======== Exercise input
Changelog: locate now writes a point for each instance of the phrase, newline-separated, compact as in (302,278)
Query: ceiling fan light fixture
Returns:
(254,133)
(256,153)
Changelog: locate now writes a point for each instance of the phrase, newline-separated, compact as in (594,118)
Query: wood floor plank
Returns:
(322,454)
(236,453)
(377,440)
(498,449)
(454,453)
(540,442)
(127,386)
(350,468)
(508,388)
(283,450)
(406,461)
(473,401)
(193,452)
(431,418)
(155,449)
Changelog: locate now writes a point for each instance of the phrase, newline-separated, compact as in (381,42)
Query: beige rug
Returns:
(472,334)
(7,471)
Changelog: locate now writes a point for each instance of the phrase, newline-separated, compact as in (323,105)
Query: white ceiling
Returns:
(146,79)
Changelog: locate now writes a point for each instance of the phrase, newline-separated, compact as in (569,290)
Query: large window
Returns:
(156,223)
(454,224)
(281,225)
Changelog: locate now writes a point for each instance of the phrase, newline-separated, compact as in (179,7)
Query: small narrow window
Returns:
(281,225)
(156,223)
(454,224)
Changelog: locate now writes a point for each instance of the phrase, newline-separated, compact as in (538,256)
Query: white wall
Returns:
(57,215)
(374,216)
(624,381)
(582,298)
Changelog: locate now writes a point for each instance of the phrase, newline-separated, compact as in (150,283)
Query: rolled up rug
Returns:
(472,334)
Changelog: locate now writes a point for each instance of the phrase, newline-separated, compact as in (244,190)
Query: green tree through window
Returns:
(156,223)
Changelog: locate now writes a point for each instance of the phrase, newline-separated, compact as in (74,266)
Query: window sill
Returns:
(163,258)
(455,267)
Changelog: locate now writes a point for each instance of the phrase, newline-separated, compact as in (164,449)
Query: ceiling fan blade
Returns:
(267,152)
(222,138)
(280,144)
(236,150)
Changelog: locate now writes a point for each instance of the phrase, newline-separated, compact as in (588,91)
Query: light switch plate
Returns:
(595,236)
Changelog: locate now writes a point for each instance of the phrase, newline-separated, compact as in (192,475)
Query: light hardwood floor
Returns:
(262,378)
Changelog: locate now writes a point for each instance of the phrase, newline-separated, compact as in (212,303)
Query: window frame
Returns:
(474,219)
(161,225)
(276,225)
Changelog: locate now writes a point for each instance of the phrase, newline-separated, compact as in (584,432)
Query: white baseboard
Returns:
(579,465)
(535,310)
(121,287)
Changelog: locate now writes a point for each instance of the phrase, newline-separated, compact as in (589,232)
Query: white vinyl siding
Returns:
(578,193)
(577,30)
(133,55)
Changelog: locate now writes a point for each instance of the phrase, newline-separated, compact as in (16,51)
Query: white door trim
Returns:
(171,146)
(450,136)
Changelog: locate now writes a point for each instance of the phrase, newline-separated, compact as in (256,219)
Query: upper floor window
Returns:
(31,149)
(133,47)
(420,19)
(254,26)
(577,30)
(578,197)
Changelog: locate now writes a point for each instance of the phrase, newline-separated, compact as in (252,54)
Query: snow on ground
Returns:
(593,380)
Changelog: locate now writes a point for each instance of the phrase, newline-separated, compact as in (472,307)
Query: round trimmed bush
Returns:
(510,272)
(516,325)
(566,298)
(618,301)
================
## Prompt
Please repeat every line in the stretch of the data from the line containing "as in (472,307)" through the last line. Shift each returned coordinate pair by adding 19 to both of its numbers, and leave all other lines unchanged.

## Written response
Changelog: locate now writes a point for each instance of the phrase, newline-separated, compact as in (472,307)
Query: round trimmed bush
Returns:
(529,291)
(535,344)
(585,317)
(637,320)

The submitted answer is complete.